──────── DATASET

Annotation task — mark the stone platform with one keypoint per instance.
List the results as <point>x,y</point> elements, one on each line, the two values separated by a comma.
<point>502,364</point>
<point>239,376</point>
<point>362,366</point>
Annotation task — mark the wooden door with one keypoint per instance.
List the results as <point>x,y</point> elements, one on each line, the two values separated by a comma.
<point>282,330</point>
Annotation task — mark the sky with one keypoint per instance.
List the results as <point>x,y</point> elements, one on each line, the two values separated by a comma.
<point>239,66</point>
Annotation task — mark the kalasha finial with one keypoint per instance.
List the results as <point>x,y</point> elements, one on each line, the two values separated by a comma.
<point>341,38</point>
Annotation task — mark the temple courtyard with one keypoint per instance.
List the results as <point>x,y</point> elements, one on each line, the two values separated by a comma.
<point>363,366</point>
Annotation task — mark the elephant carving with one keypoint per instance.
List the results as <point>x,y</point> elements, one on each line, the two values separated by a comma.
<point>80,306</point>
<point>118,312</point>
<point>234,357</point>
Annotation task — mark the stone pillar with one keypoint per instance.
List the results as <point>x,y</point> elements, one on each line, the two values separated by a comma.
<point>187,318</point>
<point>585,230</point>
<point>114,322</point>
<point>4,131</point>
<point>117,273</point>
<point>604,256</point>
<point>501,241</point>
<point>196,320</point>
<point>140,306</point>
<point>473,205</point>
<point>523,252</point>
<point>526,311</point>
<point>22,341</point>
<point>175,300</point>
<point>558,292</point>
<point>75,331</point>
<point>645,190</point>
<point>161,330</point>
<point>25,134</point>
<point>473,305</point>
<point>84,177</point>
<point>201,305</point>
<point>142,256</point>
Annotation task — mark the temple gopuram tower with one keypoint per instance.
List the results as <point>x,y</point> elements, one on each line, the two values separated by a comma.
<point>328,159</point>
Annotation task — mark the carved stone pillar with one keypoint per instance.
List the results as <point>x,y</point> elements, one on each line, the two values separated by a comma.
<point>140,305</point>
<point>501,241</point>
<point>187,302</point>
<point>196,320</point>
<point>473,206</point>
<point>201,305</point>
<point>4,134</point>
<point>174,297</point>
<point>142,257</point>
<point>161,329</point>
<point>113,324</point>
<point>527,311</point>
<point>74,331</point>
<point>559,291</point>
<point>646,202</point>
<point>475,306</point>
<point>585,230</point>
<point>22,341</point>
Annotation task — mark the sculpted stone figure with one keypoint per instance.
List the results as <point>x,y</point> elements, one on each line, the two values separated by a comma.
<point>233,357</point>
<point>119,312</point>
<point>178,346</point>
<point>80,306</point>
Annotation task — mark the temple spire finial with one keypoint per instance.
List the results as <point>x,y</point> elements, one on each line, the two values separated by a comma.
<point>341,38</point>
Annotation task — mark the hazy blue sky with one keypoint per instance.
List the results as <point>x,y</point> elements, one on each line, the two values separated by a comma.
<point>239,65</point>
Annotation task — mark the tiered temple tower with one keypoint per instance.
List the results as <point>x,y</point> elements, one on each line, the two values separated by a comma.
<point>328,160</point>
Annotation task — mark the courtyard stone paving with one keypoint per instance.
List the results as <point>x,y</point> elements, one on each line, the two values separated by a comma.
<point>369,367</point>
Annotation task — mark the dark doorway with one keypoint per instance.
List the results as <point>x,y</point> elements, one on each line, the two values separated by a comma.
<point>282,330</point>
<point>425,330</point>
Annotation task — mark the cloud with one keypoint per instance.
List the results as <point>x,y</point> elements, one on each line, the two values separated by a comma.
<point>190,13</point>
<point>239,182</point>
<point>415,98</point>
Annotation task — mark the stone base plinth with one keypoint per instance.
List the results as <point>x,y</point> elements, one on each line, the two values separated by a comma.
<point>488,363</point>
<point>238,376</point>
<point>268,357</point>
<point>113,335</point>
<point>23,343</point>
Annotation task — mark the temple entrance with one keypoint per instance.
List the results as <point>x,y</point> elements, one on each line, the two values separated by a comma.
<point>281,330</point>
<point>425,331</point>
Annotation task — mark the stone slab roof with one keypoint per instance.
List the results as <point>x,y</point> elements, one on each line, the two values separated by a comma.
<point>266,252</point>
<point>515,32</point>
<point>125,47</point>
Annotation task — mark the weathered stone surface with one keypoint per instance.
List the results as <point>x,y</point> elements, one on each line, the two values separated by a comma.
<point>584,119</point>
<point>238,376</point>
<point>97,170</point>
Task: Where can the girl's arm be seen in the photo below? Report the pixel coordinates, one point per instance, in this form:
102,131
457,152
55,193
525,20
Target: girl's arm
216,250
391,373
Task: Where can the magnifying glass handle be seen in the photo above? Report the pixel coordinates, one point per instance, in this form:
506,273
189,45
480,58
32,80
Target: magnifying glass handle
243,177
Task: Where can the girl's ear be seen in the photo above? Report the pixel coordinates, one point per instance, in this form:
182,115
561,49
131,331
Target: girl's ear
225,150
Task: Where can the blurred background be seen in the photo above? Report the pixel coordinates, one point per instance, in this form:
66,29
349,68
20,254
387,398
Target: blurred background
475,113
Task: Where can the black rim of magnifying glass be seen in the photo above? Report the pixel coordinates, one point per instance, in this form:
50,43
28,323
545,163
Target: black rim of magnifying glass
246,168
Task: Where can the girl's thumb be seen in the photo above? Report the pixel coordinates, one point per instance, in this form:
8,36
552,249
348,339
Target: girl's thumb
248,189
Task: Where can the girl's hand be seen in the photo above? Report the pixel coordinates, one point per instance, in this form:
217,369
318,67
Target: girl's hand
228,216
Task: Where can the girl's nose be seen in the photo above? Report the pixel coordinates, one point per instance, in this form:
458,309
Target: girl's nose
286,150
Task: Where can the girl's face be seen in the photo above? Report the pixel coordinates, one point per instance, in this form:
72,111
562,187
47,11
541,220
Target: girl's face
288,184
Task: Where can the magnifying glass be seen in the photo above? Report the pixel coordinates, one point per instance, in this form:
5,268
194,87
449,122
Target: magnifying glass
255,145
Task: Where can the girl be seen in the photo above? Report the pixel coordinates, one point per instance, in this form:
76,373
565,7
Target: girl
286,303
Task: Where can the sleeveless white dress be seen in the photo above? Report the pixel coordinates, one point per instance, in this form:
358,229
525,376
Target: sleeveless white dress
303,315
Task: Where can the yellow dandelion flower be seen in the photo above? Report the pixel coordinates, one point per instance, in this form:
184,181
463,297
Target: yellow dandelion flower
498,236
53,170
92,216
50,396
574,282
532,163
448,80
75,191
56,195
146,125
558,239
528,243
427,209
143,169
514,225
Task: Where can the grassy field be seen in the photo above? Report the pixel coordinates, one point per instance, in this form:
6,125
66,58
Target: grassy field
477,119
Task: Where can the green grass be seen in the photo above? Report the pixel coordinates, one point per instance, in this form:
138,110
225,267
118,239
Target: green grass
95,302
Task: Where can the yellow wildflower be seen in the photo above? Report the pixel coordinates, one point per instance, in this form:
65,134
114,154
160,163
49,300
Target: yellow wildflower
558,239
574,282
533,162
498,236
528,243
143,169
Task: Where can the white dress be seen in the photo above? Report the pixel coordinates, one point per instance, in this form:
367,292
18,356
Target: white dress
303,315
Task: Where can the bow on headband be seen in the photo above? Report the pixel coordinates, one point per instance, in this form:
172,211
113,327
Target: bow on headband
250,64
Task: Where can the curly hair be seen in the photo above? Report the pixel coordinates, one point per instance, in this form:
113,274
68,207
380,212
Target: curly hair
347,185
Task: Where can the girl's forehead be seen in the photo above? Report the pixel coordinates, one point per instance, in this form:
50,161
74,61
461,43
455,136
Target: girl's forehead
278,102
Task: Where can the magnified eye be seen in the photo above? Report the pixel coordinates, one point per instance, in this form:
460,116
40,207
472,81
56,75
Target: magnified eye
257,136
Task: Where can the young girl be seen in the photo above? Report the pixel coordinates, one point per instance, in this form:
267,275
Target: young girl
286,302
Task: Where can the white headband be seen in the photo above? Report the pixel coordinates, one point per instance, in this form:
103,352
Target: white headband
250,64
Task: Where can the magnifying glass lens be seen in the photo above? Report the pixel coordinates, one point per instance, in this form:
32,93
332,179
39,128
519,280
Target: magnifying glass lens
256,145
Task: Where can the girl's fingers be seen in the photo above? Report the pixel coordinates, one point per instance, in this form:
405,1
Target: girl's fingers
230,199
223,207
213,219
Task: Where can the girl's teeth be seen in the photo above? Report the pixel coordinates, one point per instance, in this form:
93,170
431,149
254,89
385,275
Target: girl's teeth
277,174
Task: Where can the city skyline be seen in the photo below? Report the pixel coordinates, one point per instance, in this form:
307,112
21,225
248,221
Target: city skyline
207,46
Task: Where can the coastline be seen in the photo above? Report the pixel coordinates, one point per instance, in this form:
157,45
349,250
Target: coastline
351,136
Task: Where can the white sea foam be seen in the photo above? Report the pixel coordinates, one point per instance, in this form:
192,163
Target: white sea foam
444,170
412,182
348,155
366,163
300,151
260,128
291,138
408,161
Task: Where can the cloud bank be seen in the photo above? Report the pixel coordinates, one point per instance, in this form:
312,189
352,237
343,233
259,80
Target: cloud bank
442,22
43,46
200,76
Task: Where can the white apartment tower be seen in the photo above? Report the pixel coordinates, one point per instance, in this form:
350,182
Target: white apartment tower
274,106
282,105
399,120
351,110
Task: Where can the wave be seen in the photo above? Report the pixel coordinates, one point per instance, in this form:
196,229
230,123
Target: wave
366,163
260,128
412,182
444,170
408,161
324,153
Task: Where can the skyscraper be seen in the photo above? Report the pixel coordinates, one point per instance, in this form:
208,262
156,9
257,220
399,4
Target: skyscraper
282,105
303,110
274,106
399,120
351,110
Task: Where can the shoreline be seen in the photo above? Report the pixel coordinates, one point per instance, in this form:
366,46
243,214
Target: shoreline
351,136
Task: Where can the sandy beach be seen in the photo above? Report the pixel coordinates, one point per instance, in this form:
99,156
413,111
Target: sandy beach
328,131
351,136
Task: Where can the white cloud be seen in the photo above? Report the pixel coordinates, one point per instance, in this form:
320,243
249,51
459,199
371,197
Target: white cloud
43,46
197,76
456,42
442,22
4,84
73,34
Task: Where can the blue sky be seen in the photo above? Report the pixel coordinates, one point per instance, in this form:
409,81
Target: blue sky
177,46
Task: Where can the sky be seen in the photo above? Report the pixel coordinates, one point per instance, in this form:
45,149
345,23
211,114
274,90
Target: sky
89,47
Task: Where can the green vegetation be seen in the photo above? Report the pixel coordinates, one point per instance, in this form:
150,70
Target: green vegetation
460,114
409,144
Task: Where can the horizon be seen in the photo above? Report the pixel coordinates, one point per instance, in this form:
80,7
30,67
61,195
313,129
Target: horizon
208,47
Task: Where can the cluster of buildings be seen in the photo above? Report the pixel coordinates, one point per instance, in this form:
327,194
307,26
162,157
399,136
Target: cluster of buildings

────────────────

SET EXERCISE ->
Copy the items above, from the first line down to the line containing "<point>362,366</point>", swapping "stone platform" for "stone terrace" and leaving everything else the same. Give only those lines.

RESULT OF THE EXERCISE ->
Annotation task — mark the stone terrace with one keypoint per instance.
List the results as <point>x,y</point> elements, one on each line, the two values separated by a comma.
<point>502,364</point>
<point>239,376</point>
<point>362,366</point>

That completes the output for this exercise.